Transcribe the whole listing without a single picture.

[Begin Listed entries]

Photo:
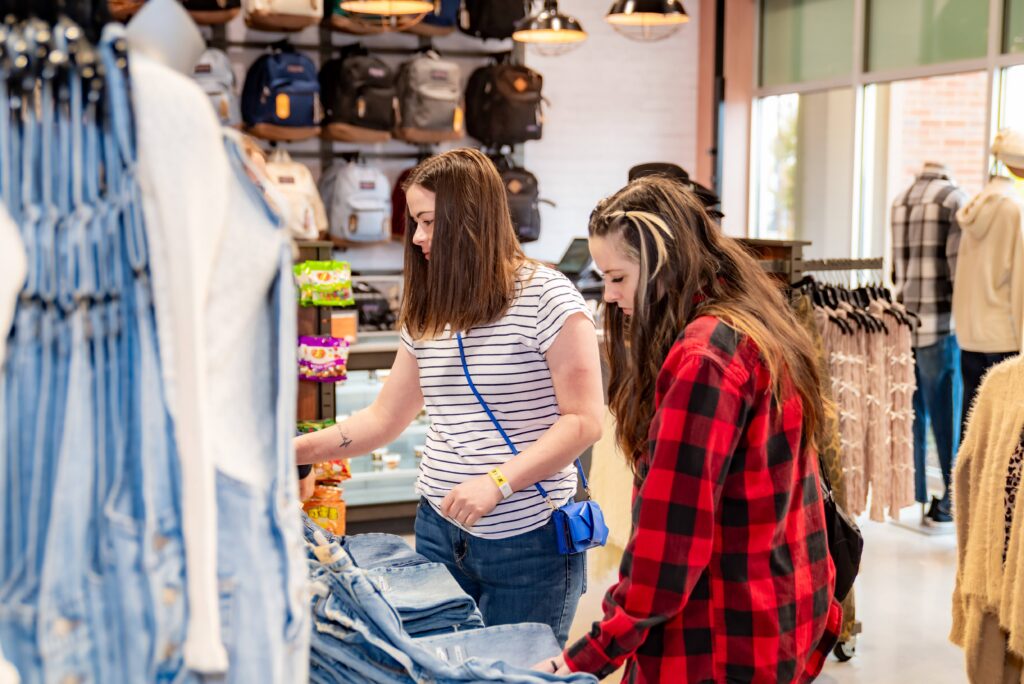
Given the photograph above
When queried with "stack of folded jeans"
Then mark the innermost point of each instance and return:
(358, 638)
(426, 596)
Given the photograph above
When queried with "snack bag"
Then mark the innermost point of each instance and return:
(333, 472)
(324, 283)
(305, 427)
(323, 358)
(327, 508)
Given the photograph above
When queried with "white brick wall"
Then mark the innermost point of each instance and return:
(614, 102)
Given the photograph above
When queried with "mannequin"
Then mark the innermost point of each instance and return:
(925, 244)
(165, 45)
(989, 304)
(164, 32)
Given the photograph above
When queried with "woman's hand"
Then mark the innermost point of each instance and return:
(554, 666)
(472, 500)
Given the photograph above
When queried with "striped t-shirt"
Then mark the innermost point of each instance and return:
(508, 366)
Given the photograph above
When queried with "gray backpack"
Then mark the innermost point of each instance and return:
(214, 74)
(430, 100)
(358, 203)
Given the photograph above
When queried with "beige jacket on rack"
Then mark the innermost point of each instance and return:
(988, 599)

[End Listed entries]

- Reply to the exercise:
Photo:
Given the photograph above
When queried with "stack of folded jeans"
Then mark the innermost point of each instance and return:
(358, 638)
(426, 596)
Given the photograph above
When queried with "snack bag"
Then mark the innermost point of each instance and return:
(333, 472)
(324, 283)
(305, 427)
(323, 358)
(327, 508)
Given the photograph above
When queried with "white brick wall"
Then mark the innermost point of each instance and return:
(614, 102)
Given the photograph above
When queried with "mannequin"
Then mark the innermost point of each instance and return:
(925, 244)
(165, 45)
(989, 304)
(164, 32)
Given the photograph above
When queried with "woman's hand"
Then mark the innermost point of each instance and return:
(554, 666)
(472, 500)
Given the photograph above
When queried with "striped t-shirt"
Then mark the innermost point of each instance and return:
(508, 366)
Given the photograph above
When queried with "gray backpack"
Then mark the innermost point of each instance and return:
(214, 74)
(430, 100)
(358, 203)
Given the photograph above
When queried with "beige jacket on rack"
Then mark the innermost point of each instance and return:
(988, 599)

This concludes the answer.